- **TASK GOAL**
Recast the lines from the first one through the line containing "Please refer to the photo below." as a JSON list of strings, one string per line, leaving out any blank lines.

#### RECORD EXCERPTS

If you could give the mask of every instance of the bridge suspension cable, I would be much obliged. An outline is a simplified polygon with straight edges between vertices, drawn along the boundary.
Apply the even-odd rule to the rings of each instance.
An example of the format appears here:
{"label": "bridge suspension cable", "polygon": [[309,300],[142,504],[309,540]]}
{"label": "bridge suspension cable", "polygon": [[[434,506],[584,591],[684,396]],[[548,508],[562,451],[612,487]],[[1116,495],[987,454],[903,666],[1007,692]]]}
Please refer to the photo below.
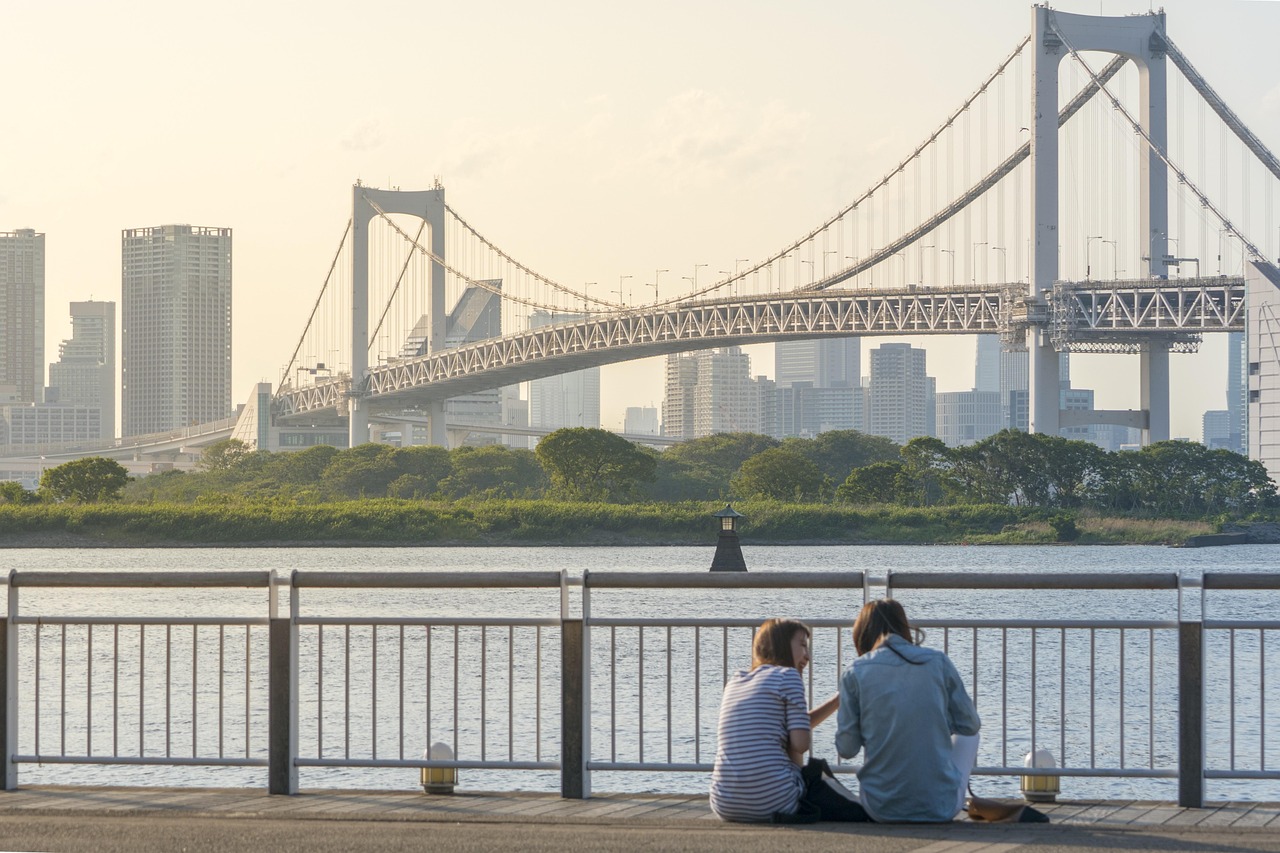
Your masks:
{"label": "bridge suspension cable", "polygon": [[[430,248],[428,248],[426,246],[424,246],[421,242],[419,242],[417,238],[410,237],[408,233],[403,228],[401,228],[396,223],[394,219],[392,219],[390,216],[387,215],[387,211],[383,210],[381,206],[376,201],[374,201],[369,196],[362,196],[362,197],[365,199],[366,202],[369,202],[369,206],[374,209],[374,211],[378,214],[378,216],[383,222],[385,222],[397,234],[399,234],[402,240],[404,240],[406,242],[411,243],[415,248],[417,248],[419,252],[422,254],[424,257],[428,257],[433,263],[439,264],[447,272],[449,272],[453,275],[456,275],[460,280],[462,280],[462,282],[465,282],[465,283],[467,283],[467,284],[470,284],[472,287],[479,287],[483,291],[488,291],[490,293],[494,293],[494,295],[497,295],[498,297],[500,297],[503,300],[507,300],[507,301],[511,301],[511,302],[518,302],[520,305],[524,305],[526,307],[540,309],[540,310],[544,310],[544,311],[558,313],[558,314],[563,314],[564,313],[564,309],[561,307],[561,306],[558,306],[558,305],[550,305],[550,304],[545,304],[545,302],[538,302],[536,300],[525,298],[522,296],[516,296],[515,293],[507,293],[500,287],[494,286],[492,282],[486,282],[484,279],[471,278],[466,273],[461,272],[458,268],[456,268],[456,266],[451,265],[449,263],[447,263],[443,257],[440,257],[439,255],[436,255],[435,252],[433,252]],[[563,288],[561,288],[561,289],[563,289]],[[580,314],[613,314],[618,309],[616,309],[616,307],[611,307],[608,310],[600,310],[600,309],[589,309],[589,307],[584,306],[577,313],[580,313]]]}
{"label": "bridge suspension cable", "polygon": [[470,234],[472,237],[475,237],[476,240],[479,240],[481,242],[481,245],[484,245],[486,248],[489,248],[490,251],[493,251],[502,260],[507,261],[508,264],[511,264],[512,266],[515,266],[516,269],[518,269],[521,273],[525,273],[526,275],[530,275],[534,280],[541,282],[543,284],[547,284],[550,288],[554,288],[554,289],[557,289],[557,291],[559,291],[562,293],[568,293],[570,296],[573,296],[573,297],[580,298],[580,300],[586,301],[586,302],[595,302],[596,305],[608,305],[609,307],[616,309],[616,310],[621,310],[621,309],[626,307],[625,305],[622,305],[620,302],[611,302],[609,300],[602,300],[598,296],[591,296],[590,293],[586,293],[585,291],[575,291],[572,287],[566,287],[564,284],[559,284],[558,282],[553,282],[552,279],[547,278],[545,275],[543,275],[543,274],[540,274],[540,273],[538,273],[535,270],[529,269],[527,266],[525,266],[524,264],[521,264],[520,261],[517,261],[515,257],[512,257],[511,255],[508,255],[507,252],[504,252],[502,248],[499,248],[498,246],[495,246],[493,243],[493,241],[490,241],[488,237],[485,237],[479,231],[476,231],[471,225],[471,223],[468,223],[466,219],[463,219],[462,215],[458,214],[457,210],[454,210],[453,207],[451,207],[448,205],[448,202],[445,202],[444,210],[448,211],[448,214],[451,216],[453,216],[453,219],[460,225],[462,225],[467,232],[470,232]]}
{"label": "bridge suspension cable", "polygon": [[[1116,56],[1110,63],[1107,63],[1106,68],[1102,69],[1102,72],[1098,74],[1098,77],[1096,77],[1092,83],[1089,83],[1088,86],[1085,86],[1084,88],[1082,88],[1079,91],[1079,93],[1076,93],[1076,96],[1073,97],[1068,102],[1068,105],[1064,106],[1059,111],[1059,114],[1057,114],[1057,126],[1062,127],[1064,124],[1066,124],[1066,122],[1073,115],[1075,115],[1078,111],[1080,111],[1080,109],[1087,102],[1089,102],[1089,100],[1094,95],[1098,93],[1098,91],[1101,90],[1102,85],[1106,83],[1107,81],[1110,81],[1112,77],[1115,77],[1120,72],[1120,69],[1124,68],[1124,64],[1126,61],[1128,61],[1128,59],[1125,59],[1124,56]],[[945,222],[947,222],[948,219],[951,219],[952,216],[955,216],[957,213],[960,213],[961,210],[966,209],[970,204],[973,204],[974,201],[977,201],[983,193],[986,193],[988,190],[991,190],[992,187],[995,187],[997,183],[1000,183],[1000,181],[1002,178],[1005,178],[1015,168],[1018,168],[1019,164],[1021,164],[1024,160],[1027,160],[1027,158],[1030,156],[1030,152],[1032,152],[1032,143],[1029,141],[1024,142],[1016,151],[1014,151],[1011,155],[1009,155],[1005,159],[1004,163],[1001,163],[998,167],[996,167],[995,169],[992,169],[978,183],[973,184],[969,190],[966,190],[964,193],[961,193],[954,201],[951,201],[946,207],[943,207],[938,213],[936,213],[932,216],[929,216],[928,219],[925,219],[923,223],[920,223],[919,225],[916,225],[914,229],[909,231],[908,233],[902,234],[901,237],[899,237],[893,242],[891,242],[891,243],[883,246],[882,248],[877,250],[872,255],[868,255],[867,257],[864,257],[863,260],[858,261],[852,266],[850,266],[847,269],[844,269],[844,270],[836,273],[835,275],[831,275],[829,278],[827,278],[827,279],[824,279],[822,282],[815,282],[813,284],[809,284],[806,287],[801,287],[801,288],[797,288],[797,289],[800,289],[800,291],[823,291],[823,289],[827,289],[828,287],[832,287],[832,286],[838,284],[838,283],[841,283],[844,280],[847,280],[847,279],[852,278],[854,275],[858,275],[859,273],[864,273],[868,269],[870,269],[872,266],[876,266],[877,264],[879,264],[879,263],[882,263],[884,260],[888,260],[890,257],[892,257],[897,252],[902,251],[908,246],[915,243],[915,241],[920,240],[922,237],[924,237],[929,232],[936,231]]]}
{"label": "bridge suspension cable", "polygon": [[[969,110],[969,108],[973,106],[973,104],[989,88],[989,86],[996,79],[998,79],[1001,74],[1005,73],[1005,70],[1009,68],[1009,65],[1012,64],[1014,60],[1018,59],[1019,55],[1021,55],[1023,50],[1027,47],[1028,44],[1030,44],[1030,36],[1027,36],[1025,38],[1023,38],[1018,44],[1018,46],[1012,50],[1012,53],[1010,53],[1009,56],[1006,56],[1005,60],[1000,63],[1000,65],[996,68],[996,70],[993,70],[991,74],[988,74],[987,78],[982,82],[982,85],[978,86],[978,88],[974,90],[973,93],[969,95],[969,97],[965,99],[964,102],[961,102],[960,106],[957,109],[955,109],[946,118],[946,120],[942,122],[942,124],[940,124],[937,127],[937,129],[934,129],[933,133],[931,133],[923,142],[920,142],[906,158],[904,158],[895,168],[892,168],[888,172],[886,172],[884,175],[879,181],[877,181],[874,184],[872,184],[869,188],[867,188],[864,192],[861,192],[852,202],[847,204],[845,207],[842,207],[835,215],[832,215],[828,219],[826,219],[820,225],[818,225],[817,228],[812,229],[808,234],[805,234],[804,237],[794,241],[791,245],[788,245],[787,247],[782,248],[781,251],[777,251],[777,252],[769,255],[768,257],[765,257],[760,263],[744,269],[740,273],[735,273],[735,274],[730,275],[728,278],[724,278],[724,279],[722,279],[719,282],[716,282],[713,284],[708,284],[708,286],[705,286],[705,287],[703,287],[700,289],[694,289],[692,292],[690,292],[690,293],[687,293],[685,296],[681,296],[678,298],[664,300],[664,301],[660,301],[660,302],[652,302],[649,306],[654,307],[654,306],[675,305],[675,304],[678,304],[678,302],[686,302],[689,300],[696,298],[699,296],[704,296],[707,293],[712,293],[714,291],[722,289],[722,288],[728,287],[731,284],[735,284],[737,282],[746,280],[751,275],[755,275],[755,274],[758,274],[760,272],[768,270],[773,264],[777,264],[777,263],[785,260],[791,252],[799,250],[800,247],[805,246],[806,243],[813,242],[819,236],[822,236],[824,232],[828,232],[833,225],[836,225],[837,223],[840,223],[841,220],[844,220],[849,214],[854,213],[859,206],[867,204],[868,201],[872,201],[877,192],[879,192],[886,186],[888,186],[888,183],[895,177],[901,175],[913,161],[918,160],[919,156],[925,150],[929,149],[931,145],[936,143],[937,140],[946,131],[951,129],[952,126],[956,123],[956,120],[961,115],[964,115],[965,111]],[[890,252],[890,256],[891,255],[892,255],[892,252]],[[881,257],[881,260],[883,260],[883,257]],[[863,268],[863,269],[865,269],[865,268]],[[845,278],[849,278],[849,277],[845,277]],[[840,280],[844,280],[844,278],[841,278]],[[836,283],[836,282],[831,282],[828,284],[824,284],[824,287],[829,287],[833,283]],[[806,289],[806,288],[797,288],[797,289]]]}
{"label": "bridge suspension cable", "polygon": [[1097,86],[1107,96],[1107,99],[1111,101],[1111,105],[1116,109],[1116,111],[1125,118],[1125,120],[1129,123],[1129,127],[1132,127],[1133,131],[1142,137],[1143,142],[1147,143],[1147,147],[1152,151],[1152,154],[1160,158],[1164,161],[1164,164],[1174,172],[1179,182],[1181,182],[1188,190],[1192,191],[1192,193],[1201,202],[1201,205],[1211,214],[1213,214],[1213,216],[1216,216],[1217,220],[1222,224],[1222,228],[1234,234],[1236,240],[1239,240],[1240,243],[1249,251],[1249,254],[1253,255],[1254,259],[1262,259],[1262,252],[1258,250],[1258,247],[1254,246],[1252,242],[1249,242],[1249,240],[1240,233],[1240,229],[1236,228],[1235,224],[1231,223],[1231,220],[1228,219],[1226,215],[1222,211],[1220,211],[1217,206],[1213,205],[1212,201],[1210,201],[1208,196],[1201,192],[1201,188],[1196,186],[1196,183],[1187,175],[1187,173],[1183,172],[1183,169],[1179,168],[1178,164],[1170,160],[1169,155],[1152,141],[1147,131],[1142,128],[1142,126],[1133,118],[1129,110],[1125,109],[1124,104],[1120,102],[1120,99],[1116,97],[1111,92],[1111,90],[1106,87],[1106,83],[1102,82],[1102,79],[1093,72],[1093,68],[1091,68],[1089,64],[1084,60],[1084,58],[1080,56],[1075,46],[1071,45],[1070,41],[1068,41],[1066,35],[1062,33],[1062,29],[1053,20],[1052,15],[1050,15],[1048,18],[1048,26],[1051,29],[1053,29],[1057,37],[1062,40],[1062,45],[1066,46],[1068,51],[1070,51],[1071,58],[1075,59],[1076,63],[1079,63],[1080,68],[1083,68],[1091,78],[1093,78],[1094,83],[1097,83]]}
{"label": "bridge suspension cable", "polygon": [[280,382],[276,386],[276,393],[291,382],[289,371],[293,370],[298,361],[298,352],[302,351],[302,345],[307,339],[307,333],[311,330],[311,323],[315,320],[316,313],[320,310],[320,302],[324,300],[325,292],[329,289],[329,282],[333,280],[333,272],[338,268],[338,259],[342,257],[342,250],[347,245],[347,237],[351,234],[352,220],[347,220],[347,227],[342,232],[342,240],[338,241],[338,248],[333,254],[333,261],[329,264],[329,272],[325,273],[324,284],[320,286],[320,295],[316,296],[315,305],[311,306],[311,314],[307,315],[307,323],[302,328],[302,334],[298,336],[298,345],[293,347],[293,355],[289,356],[289,361],[284,365],[284,373],[280,374]]}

########

- **REPLY TO THE EXERCISE**
[
  "If you could give the mask of every instance of the bridge suspension cable, I would be much obliged. An outline is a simplified polygon with straight edges between vertices, drawn along the boundary.",
  "Apply the even-odd rule to the rings of each instance.",
  "An example of the format appears here:",
  "{\"label\": \"bridge suspension cable\", \"polygon\": [[309,300],[142,504],[309,540]]}",
  "{\"label\": \"bridge suspension cable\", \"polygon\": [[[434,506],[584,591],[684,396]],[[548,508],[562,451],[612,487]],[[1116,495],[987,454],[903,666],[1007,692]]]}",
  "Please refer to the photo below."
]